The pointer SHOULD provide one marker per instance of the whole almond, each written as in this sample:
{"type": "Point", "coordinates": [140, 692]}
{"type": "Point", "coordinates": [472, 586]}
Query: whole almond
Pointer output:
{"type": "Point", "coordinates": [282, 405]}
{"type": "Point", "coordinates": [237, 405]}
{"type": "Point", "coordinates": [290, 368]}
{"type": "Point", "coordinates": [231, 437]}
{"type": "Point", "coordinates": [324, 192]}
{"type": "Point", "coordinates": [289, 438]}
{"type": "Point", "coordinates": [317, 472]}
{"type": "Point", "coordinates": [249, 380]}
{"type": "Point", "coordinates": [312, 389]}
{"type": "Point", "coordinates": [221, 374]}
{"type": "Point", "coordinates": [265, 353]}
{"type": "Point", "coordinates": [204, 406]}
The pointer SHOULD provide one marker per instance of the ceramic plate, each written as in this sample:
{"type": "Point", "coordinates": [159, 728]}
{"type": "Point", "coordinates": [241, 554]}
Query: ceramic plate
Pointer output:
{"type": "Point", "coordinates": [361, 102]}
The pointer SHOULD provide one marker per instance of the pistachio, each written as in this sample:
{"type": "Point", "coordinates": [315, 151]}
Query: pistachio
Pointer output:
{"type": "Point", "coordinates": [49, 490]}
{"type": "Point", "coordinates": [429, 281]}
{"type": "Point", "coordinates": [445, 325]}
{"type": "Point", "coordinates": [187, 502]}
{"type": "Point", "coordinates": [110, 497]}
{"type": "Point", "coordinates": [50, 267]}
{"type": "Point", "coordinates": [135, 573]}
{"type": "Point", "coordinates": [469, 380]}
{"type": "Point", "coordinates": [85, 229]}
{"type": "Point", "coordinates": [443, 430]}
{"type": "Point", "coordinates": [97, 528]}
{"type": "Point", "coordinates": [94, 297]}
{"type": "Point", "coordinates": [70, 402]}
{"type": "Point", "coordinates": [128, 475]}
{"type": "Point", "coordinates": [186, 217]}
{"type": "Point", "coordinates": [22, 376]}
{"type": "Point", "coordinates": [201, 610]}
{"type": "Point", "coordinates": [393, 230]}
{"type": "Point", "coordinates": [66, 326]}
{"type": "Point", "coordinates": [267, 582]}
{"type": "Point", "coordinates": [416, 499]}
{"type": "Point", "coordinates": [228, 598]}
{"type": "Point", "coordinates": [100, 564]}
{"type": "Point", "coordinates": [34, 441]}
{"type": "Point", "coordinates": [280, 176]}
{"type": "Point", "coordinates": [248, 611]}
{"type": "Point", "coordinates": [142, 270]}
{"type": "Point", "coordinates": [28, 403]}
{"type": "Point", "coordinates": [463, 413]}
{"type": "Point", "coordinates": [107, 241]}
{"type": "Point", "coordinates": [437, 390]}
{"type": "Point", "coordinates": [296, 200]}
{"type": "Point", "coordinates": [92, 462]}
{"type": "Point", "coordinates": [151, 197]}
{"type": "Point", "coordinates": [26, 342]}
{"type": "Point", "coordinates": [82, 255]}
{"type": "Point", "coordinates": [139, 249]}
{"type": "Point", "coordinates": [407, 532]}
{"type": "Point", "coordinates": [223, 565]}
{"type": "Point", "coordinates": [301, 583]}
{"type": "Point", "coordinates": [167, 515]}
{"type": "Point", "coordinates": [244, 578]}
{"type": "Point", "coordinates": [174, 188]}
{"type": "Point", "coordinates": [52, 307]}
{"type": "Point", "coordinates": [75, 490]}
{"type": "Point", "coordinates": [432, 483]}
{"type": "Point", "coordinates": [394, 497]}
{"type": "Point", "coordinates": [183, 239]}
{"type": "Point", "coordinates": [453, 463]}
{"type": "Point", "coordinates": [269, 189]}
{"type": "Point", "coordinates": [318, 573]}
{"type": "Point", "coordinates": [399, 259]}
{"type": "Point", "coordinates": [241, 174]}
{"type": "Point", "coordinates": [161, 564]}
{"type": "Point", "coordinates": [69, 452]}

• Aim
Count the lines of the records above that contain the string "plate", treating uppercase and lowercase as different, and reply with only that number.

• Full solution
2